Prompt
Output must match the records, character for character.

The records

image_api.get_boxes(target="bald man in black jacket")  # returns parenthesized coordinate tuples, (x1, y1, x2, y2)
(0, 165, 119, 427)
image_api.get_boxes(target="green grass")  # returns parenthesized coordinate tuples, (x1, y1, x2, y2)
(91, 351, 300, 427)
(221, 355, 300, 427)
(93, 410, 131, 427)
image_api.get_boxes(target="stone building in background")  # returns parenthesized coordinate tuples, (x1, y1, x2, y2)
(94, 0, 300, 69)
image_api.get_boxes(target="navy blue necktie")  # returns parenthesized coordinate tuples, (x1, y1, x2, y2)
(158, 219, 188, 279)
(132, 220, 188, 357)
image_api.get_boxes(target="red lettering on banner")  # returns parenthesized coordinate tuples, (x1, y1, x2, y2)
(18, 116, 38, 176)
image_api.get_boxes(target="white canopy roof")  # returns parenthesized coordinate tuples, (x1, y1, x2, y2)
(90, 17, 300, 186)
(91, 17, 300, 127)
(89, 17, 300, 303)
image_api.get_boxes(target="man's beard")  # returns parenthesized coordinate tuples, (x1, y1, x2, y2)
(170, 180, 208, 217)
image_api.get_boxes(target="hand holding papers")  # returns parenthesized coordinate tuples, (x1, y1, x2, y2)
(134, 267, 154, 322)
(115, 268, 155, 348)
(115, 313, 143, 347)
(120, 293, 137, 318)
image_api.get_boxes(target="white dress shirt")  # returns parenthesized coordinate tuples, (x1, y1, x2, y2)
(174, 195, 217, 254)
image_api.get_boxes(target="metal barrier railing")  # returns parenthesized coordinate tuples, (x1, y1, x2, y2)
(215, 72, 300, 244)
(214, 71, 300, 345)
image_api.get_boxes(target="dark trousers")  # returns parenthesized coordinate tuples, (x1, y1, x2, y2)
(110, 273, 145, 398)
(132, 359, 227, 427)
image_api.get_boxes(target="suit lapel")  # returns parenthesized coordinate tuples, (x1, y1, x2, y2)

Result for this exercise
image_api.get_boxes(target="bald man in black jacket")  # returns parenthesized coordinate tuples, (x1, y1, x2, y2)
(0, 165, 119, 427)
image_api.get_boxes(target="green grass")  # returns parenthesized coordinate tuples, (x1, y1, x2, y2)
(91, 351, 300, 427)
(221, 355, 300, 427)
(93, 410, 131, 427)
image_api.get_boxes(target="stone building in background")  # returns parenthesized coordinate tuples, (x1, y1, x2, y2)
(94, 0, 300, 69)
image_api.get_boxes(target="navy blue necktie")  # returns parenthesized coordinate tuples, (x1, y1, x2, y2)
(158, 219, 188, 279)
(132, 220, 188, 357)
image_api.get_boxes(target="red lettering on banner")  # returns parenthesized coordinate tuples, (x1, y1, x2, y2)
(18, 116, 38, 176)
image_api.get_boxes(target="white canopy roof")  # returns parenthesized coordinate tuples, (x1, y1, x2, y2)
(90, 17, 300, 186)
(91, 17, 300, 127)
(89, 17, 300, 303)
image_api.get_boxes(target="man's beard")  # returns parenthesized coordinate tuples, (x1, y1, x2, y2)
(170, 180, 208, 217)
image_api.get_boxes(target="hand holding papers")  # returns parenthesized coordinate tuples, (x1, y1, x2, y2)
(134, 267, 154, 322)
(115, 268, 155, 348)
(115, 313, 143, 347)
(120, 293, 137, 318)
image_api.get_boxes(target="white dress shirt")  # returns parenthesized coordinate tuples, (x1, y1, x2, y2)
(174, 195, 217, 254)
image_api.get_boxes(target="metal barrier railing")  # returns parenthesized coordinate tuples, (x1, y1, x2, y2)
(215, 72, 300, 244)
(214, 71, 300, 345)
image_api.get_boxes(target="dark trousers")  # returns parenthesized coordinate tuples, (x1, y1, x2, y2)
(110, 273, 145, 398)
(132, 359, 227, 427)
image_api.get_boxes(target="suit lapel")  # returns parenthesized coordinate tuples, (x1, y1, x2, y2)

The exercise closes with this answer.